WORK REQUIRED: Pick out every line in the entries below that contains the word "flannel". Case counts.

- - -

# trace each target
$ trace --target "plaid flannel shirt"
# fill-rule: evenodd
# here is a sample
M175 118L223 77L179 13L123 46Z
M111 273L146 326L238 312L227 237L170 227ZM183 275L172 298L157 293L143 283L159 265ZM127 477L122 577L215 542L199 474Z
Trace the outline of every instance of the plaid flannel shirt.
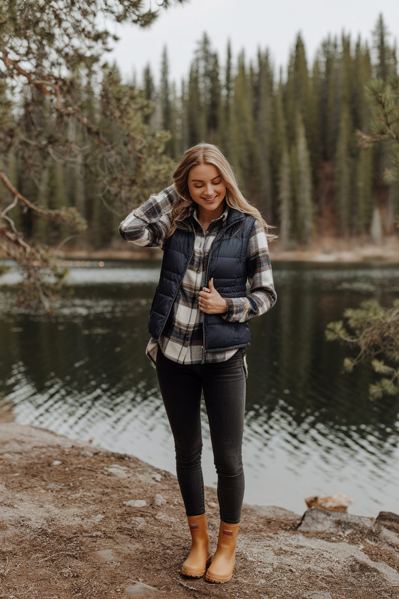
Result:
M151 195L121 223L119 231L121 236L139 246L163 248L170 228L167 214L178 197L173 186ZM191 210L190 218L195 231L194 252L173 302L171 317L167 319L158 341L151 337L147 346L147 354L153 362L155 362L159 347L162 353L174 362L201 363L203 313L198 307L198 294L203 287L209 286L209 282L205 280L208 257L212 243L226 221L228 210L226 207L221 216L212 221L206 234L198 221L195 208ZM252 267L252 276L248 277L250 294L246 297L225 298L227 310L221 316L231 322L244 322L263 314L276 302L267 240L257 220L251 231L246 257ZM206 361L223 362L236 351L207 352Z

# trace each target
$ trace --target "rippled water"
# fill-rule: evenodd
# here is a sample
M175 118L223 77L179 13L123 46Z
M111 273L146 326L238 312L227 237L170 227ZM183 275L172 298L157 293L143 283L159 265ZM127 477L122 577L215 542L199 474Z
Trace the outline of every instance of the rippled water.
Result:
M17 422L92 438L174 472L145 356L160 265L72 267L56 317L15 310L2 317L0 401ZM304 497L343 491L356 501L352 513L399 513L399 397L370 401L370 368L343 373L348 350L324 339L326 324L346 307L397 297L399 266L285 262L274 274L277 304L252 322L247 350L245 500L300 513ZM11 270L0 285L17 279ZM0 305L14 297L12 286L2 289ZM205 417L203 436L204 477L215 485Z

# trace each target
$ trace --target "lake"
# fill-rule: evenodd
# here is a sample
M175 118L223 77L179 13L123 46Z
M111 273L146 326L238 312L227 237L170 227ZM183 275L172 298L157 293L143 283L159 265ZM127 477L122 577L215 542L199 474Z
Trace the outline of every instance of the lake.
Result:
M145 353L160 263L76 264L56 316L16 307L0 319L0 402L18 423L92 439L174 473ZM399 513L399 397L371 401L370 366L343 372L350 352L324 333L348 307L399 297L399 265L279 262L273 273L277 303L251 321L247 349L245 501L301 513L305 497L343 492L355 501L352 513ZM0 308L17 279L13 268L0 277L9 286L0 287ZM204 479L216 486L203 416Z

- - -

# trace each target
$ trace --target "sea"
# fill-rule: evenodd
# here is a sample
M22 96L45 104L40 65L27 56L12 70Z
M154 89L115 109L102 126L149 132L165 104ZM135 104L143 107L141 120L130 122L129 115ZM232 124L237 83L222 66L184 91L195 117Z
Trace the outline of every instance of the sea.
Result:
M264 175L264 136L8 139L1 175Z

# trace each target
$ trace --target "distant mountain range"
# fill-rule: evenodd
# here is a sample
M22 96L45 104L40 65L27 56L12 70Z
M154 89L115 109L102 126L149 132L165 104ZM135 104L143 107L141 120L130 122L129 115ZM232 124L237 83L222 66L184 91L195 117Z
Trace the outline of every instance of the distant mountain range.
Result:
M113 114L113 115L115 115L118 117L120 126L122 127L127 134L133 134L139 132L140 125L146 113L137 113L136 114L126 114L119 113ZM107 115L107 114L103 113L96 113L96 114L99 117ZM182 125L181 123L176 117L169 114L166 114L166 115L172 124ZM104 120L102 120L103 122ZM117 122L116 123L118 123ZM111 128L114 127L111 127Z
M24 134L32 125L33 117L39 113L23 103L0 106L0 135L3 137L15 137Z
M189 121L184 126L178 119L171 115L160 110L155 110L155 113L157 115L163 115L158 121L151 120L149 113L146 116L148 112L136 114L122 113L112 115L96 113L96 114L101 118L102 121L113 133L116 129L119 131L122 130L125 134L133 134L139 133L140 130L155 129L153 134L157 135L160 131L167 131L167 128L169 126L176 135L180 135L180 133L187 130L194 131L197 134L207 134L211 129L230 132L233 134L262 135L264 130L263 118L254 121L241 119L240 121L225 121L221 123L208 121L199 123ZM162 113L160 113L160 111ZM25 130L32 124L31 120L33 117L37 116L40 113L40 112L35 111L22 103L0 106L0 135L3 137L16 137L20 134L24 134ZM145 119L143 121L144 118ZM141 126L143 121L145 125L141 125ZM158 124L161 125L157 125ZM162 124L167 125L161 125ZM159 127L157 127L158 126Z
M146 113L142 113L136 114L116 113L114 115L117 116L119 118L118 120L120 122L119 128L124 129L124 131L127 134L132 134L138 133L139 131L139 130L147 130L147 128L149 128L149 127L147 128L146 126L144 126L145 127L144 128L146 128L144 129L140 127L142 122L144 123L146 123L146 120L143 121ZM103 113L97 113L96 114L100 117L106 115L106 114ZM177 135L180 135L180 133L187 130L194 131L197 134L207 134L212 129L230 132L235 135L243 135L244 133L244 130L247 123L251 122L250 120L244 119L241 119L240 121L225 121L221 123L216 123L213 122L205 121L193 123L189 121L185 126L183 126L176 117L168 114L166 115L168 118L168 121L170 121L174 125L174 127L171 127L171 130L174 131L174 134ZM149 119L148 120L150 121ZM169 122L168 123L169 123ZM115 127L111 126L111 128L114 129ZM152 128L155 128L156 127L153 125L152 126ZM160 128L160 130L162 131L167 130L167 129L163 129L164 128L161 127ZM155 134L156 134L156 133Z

- - -

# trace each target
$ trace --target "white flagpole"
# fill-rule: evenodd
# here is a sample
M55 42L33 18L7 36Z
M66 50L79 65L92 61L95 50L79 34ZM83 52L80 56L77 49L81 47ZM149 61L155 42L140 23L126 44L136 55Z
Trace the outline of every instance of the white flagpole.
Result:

- - -

FINISHED ANSWER:
$ trace --target "plaid flannel shirt"
Trace the outline of every instance of the plaid flannel shirt.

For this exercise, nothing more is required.